§ **Document segment**
+-------+
Choose a generator $$r\in {{\,\mathrm{Gen}\,}}Z$$ and let $$e\in \mathscr {F}_1(Z)$$ be an r-parallel edge. There is at most one vertex per Weyl chamber of $$\Gamma$$ (Remark 3.2), hence the end vertices of e cannot be in the same chamber. Therefore, e must cross one of the reflection hyperplanes of $$\Gamma$$. These are symmetry hyperplanes of Z, and if e crosses one, it must be perpendicular to it. Thus, this hyperplane is $$r^\bot$$. We have shown that $$T_r\in {{\,\mathrm{Aut}\,}}Z={{\,\mathrm{Aut}\,}}{({{\,\mathrm{Gen}\,}}Z)}$$ for all $$r\in R$$, and therefore, $${{\,\mathrm{Gen}\,}}Z$$ is a root system. $$\square$$

## Vertex-Transitive and Homogeneous Zonotopes

The goal of this section is to prove Theorem 4.11 that all vertex-transitive (and homogeneous, Definition 4.4) zonotopes are $$\Gamma$$-permutahedra.

We briefly describe the roadmap to the proof. The idea is to prove the statement for 2-dimensional zonotopes (Sect. 4.2), and then, transfer this result to general dimensions (Sect. 4.3). This is possible by the following result (Theorem 4.2): if all 2-faces of a zonotope are vertex-transitive, then it is a $$\Gamma$$-permutahedron.

We cannot immediately see that the 2-faces of our vertex-transitive zonotopes are vertex-transitive (this is true, but not obvious, and it is false for general polytopes). We therefore prove an auxiliary result (Proposition 4.3) which further weakens the condition of vertex-transitivity of the 2-faces.
+-------+
§ **Problems to work on**
1) In the passage on zonotopes, for which dimension is the statement proved first, and in which section?
2) Extend the passage on vertex-transitive zonotopes, beginning after its final sentence.
The rows that come next have no connection to the passage on zonotopes.

§ **Recorded information**
+-------+
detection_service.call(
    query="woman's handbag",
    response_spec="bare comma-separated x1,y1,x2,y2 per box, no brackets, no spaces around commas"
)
+-------+
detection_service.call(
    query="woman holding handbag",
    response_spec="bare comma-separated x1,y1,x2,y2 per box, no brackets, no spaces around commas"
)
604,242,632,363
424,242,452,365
+-------+
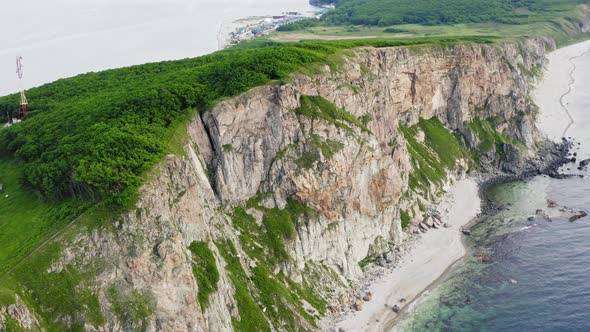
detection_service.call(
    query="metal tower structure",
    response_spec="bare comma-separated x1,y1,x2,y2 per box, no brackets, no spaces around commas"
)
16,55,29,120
+-------+
§ **Responses**
1) It is proved first for 2-dimensional zonotopes, in Sect. 4.2.

2)
In Sect. 4.3 we define homogeneous zonotopes (all vertices on a sphere, all edges of the same length), and prove that these are $$\Gamma$$-permutahedra (Corollary 4.6). The proof is surprisingly simple: their 2-faces are regular polygons, hence vertex-transitive. To transfer the result to vertex-transitive zonotopes, we define the normalization of a zonotope (Definition 4.7), which transforms any vertex-transitive zonotope into a homogeneous one. This transformation preserves the edge-directions of the zonotope, so that with the help of Proposition 4.3 we can show that all 2-faces of the initial zonotope must have been vertex-transitive. Applying Theorem 4.2 then proves the main result, Theorem 4.11.

### 2-Dimensional Zonotopes

A 2-dimensional zonotope is a centrally symmetric 2n-gon. Such one is vertex-transitive, if either

1. (i)

it is a regular 2n-gon, or

2. (ii)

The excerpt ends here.